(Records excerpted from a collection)
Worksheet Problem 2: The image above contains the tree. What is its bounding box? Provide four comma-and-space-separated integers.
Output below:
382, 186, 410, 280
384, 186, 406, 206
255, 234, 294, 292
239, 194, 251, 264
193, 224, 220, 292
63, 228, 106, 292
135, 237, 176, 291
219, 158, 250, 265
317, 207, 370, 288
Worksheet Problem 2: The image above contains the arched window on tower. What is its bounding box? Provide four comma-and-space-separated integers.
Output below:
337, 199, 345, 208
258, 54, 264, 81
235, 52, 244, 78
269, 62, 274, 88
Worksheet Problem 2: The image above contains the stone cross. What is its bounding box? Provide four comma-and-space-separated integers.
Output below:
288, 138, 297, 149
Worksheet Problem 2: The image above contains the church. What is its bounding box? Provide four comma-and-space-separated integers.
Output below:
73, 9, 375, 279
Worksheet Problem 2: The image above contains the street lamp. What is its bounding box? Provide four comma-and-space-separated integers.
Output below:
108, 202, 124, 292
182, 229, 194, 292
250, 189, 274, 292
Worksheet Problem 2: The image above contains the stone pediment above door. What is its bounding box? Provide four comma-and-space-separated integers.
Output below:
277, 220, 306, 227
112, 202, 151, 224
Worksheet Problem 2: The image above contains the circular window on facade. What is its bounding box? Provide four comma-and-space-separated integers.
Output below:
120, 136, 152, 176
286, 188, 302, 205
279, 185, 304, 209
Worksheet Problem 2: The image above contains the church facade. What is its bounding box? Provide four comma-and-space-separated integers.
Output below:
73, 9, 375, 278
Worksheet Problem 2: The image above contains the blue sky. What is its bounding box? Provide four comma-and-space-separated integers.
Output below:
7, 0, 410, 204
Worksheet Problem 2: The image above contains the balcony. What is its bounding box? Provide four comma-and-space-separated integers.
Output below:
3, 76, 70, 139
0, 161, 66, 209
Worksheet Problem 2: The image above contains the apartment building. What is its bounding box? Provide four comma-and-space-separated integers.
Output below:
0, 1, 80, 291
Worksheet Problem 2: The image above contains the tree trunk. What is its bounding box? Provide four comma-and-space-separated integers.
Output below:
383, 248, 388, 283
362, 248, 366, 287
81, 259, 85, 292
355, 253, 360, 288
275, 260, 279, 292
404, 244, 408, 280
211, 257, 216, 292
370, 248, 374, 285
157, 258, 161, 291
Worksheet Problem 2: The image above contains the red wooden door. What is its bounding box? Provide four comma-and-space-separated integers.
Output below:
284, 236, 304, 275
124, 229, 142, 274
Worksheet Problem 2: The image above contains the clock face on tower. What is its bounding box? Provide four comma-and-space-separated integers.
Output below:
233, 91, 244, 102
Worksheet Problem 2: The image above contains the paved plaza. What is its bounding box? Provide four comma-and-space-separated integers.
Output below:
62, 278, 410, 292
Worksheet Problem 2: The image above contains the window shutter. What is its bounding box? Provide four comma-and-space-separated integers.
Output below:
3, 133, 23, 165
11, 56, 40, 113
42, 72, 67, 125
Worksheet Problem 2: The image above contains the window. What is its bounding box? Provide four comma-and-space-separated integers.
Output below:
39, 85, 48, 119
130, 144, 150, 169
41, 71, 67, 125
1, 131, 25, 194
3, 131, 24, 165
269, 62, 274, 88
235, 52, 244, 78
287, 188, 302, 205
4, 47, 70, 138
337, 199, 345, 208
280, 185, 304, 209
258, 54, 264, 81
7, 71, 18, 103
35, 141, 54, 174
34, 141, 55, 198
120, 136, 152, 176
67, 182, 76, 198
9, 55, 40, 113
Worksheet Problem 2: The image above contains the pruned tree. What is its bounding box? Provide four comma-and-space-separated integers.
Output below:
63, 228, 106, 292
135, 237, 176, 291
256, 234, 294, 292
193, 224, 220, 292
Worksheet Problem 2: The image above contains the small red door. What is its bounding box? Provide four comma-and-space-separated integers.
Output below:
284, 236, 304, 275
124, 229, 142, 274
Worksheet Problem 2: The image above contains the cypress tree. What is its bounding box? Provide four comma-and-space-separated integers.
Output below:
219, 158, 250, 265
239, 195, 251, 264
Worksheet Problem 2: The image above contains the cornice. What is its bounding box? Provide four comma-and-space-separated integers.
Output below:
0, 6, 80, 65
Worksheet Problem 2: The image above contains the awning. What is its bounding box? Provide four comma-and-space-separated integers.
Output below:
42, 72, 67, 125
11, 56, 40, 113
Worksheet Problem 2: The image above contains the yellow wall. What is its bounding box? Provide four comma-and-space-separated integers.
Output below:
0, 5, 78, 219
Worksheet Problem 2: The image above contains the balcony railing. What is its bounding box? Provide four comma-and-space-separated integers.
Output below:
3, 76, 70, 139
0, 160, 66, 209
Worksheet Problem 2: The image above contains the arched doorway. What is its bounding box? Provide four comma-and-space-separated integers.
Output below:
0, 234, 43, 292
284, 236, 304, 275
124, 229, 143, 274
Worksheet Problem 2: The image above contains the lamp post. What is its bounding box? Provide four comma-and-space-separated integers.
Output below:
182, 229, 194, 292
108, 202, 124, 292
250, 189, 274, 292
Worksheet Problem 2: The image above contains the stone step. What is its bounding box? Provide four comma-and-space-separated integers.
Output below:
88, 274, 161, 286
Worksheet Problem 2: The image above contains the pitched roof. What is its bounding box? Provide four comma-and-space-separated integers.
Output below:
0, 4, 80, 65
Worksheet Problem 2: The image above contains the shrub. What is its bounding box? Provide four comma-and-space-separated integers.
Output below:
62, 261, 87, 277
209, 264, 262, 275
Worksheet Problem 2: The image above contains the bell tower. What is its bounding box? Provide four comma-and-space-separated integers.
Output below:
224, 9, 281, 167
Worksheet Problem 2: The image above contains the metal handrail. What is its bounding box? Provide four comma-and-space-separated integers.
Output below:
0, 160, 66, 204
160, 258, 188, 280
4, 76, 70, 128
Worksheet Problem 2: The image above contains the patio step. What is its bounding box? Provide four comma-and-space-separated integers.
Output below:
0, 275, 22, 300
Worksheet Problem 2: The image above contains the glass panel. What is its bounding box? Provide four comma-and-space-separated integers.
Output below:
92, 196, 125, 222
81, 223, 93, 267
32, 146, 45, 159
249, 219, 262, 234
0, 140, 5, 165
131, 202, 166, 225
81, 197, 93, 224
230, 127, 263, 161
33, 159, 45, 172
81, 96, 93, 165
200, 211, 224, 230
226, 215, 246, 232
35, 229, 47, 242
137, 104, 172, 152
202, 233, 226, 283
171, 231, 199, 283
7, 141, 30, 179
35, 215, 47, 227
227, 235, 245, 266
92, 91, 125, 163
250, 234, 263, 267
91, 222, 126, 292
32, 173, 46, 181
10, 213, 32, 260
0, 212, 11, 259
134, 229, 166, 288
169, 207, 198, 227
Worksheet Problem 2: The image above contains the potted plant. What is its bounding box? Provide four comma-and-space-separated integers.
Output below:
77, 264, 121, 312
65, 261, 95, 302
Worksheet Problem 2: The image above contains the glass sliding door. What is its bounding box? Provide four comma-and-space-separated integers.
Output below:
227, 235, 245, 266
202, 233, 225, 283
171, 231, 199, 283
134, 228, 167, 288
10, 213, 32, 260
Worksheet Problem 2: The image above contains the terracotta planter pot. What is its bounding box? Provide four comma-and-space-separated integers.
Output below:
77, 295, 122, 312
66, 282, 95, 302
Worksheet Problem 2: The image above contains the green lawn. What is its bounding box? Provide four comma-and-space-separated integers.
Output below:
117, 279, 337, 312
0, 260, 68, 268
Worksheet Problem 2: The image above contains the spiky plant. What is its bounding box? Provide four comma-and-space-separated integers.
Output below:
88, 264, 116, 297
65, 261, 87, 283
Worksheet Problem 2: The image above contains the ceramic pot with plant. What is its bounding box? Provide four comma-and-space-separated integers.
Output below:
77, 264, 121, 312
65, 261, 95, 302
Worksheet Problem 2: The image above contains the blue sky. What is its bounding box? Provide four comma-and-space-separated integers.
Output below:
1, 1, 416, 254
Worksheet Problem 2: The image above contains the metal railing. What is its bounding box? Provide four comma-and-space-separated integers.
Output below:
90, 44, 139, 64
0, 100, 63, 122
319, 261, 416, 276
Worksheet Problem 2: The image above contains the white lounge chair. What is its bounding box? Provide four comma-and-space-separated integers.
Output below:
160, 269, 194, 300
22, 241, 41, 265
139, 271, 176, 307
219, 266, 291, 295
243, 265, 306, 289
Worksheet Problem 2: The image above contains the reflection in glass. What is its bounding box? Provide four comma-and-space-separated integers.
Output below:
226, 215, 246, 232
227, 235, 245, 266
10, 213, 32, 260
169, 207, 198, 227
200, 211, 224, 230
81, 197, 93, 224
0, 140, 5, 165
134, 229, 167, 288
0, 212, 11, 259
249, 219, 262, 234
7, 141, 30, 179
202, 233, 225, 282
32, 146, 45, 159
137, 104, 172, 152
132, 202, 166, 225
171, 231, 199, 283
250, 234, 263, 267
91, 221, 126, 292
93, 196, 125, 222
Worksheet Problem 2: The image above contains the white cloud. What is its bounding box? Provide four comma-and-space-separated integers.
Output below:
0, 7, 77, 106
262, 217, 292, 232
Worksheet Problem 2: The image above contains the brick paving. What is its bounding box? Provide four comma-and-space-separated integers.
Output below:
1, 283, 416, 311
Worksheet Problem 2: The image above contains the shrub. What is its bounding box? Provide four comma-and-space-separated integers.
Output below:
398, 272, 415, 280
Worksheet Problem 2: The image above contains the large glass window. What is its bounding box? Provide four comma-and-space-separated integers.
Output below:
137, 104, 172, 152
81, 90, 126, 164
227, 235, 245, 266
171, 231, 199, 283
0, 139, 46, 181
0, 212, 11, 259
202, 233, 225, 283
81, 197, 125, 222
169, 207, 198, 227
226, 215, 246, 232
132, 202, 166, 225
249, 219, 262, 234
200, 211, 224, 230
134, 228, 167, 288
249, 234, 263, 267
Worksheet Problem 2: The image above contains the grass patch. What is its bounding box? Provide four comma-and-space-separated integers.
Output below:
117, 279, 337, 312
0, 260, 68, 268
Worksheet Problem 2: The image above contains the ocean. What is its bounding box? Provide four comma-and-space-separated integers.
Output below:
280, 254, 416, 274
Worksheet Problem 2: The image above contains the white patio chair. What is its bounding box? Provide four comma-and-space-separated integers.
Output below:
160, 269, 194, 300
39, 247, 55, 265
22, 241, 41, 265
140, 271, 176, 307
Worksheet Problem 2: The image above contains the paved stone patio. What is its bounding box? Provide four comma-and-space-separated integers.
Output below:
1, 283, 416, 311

WORK REQUIRED - Your answer must be a single number: the count of lines in the data that contain the string "chair".

YOUR RESPONSE - 2